The other solutions like the numerous liquidity facilities by the US Fed, the Dollar Swap Facility for the benefit of European banks, the vacant Long-Term Refinance Operation bonds by the Draghi Euro Central Bank, the toxic bond redemptions, the deliveries of toxic paper onto the Fannie Mae doorstep, these are all pathetic central bank exercises that solve nothing. They fail to address the grotesque insolvency of the big Western banks, the rampant deficits of the Western governments, and the internal insolvencies within the many Western economies.


A new trade settlement system is coming, which works around the toxic US Dollar. While the United States slips inexorably into the Third World, with several key traits already showing in glaring style, the rest of the world will follow the Eastern lead. The Chinese and Russians will show the way, with a hidden German hand, as the trade settlement is to be conducted with Gold Trade Notes based upon a core of gold, silver, and platinum. If nations wish to be benefit from supply routes, they must acquire the Gold Trade Notes. The entire system is ready for implementation, sure to shock the New York and London paper traders in the empty temples. The paper IOU rubbish will no longer be accepted. Great changes cometh, in a grand Paradigm Shift.

For over two decades, trade has been dominated by the US Dollar in settlement, led by the crude oil sales by OPEC. It defined the Petro-Dollar and the Grand Surplus Recycle. Those ways are being gradually pushed aside. As trade is settled increasingly outside the US Dollar, led by Eastern nations, the entire global banking structures will shed their US Treasury Bonds no longer required. Once again, in a more natural order, the trade will dictate the banking reserve practices. The banks will accumulate Gold bullion, diversify out of US TBonds (even US Agency Mortgage Bonds), and begin to act like real banks again instead of toxic paper factories and obscene derivative casinos. The Jackass does not discuss the corrupted COMEX paper gold price any longer. It does not deserve the attention, nor the respect, nor a capital “G” in the name. Shocking events are coming, like earthquakes and tsunamis to foster change. The United States will be largely left behind as valid physical Gold takes center stage in the global financial system, the trade settlement system, and the banking system. The next important new bankers will be those in physical possession of Gold bullion without encumbrance of counter-party, like the Sprott Fund, like bullion banks that do not cooperate with the diabolical New York and London banks.

TASK BRIEF
List every central bank measure that the passage on gold and trade settlement calls "pathetic central bank exercises that solve nothing."

INFORMATION SUPPLIED
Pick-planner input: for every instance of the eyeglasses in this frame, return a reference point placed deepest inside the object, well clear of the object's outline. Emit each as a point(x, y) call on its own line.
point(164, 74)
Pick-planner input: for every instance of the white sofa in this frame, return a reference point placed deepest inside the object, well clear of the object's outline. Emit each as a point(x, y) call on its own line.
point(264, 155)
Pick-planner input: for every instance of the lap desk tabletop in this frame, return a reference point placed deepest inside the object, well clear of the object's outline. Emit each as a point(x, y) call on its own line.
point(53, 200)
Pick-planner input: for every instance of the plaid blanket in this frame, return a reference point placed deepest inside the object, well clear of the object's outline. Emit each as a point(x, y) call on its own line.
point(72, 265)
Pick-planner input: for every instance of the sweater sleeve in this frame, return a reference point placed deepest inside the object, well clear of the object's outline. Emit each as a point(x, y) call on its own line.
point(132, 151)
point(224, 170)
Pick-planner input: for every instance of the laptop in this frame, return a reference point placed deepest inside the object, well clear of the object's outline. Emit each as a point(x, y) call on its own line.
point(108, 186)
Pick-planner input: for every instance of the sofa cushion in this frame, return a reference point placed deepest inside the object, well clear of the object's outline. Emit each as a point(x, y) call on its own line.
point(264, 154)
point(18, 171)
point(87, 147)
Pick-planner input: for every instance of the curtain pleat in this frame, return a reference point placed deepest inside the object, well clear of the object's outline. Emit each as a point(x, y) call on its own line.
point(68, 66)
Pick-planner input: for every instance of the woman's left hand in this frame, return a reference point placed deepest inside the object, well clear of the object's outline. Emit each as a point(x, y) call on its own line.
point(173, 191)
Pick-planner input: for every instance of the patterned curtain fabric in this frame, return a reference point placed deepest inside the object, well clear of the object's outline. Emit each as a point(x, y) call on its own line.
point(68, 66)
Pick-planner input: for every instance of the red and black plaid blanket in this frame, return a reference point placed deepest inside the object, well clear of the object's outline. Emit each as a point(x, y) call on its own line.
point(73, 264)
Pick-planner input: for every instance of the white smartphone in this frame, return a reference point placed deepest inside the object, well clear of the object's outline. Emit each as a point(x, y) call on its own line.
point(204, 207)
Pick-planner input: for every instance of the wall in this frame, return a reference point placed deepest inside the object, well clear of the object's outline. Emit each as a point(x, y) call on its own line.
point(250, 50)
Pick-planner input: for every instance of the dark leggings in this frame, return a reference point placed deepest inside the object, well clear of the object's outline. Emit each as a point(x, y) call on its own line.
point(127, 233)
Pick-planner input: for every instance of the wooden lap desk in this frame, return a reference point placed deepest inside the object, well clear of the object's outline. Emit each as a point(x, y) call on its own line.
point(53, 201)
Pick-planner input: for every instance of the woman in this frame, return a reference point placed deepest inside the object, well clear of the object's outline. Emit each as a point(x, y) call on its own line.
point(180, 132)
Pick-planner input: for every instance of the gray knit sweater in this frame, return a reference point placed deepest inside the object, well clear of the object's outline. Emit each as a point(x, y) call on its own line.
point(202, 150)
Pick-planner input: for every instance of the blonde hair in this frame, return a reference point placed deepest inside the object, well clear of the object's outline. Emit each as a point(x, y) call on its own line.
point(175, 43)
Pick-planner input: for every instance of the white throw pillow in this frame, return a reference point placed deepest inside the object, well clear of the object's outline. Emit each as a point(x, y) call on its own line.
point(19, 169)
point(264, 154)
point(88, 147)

TASK RESULT
- The numerous liquidity facilities by the US Fed
- The Dollar Swap Facility for the benefit of European banks
- The vacant Long-Term Refinance Operation bonds by the Draghi Euro Central Bank
- The toxic bond redemptions
- The deliveries of toxic paper onto the Fannie Mae doorstep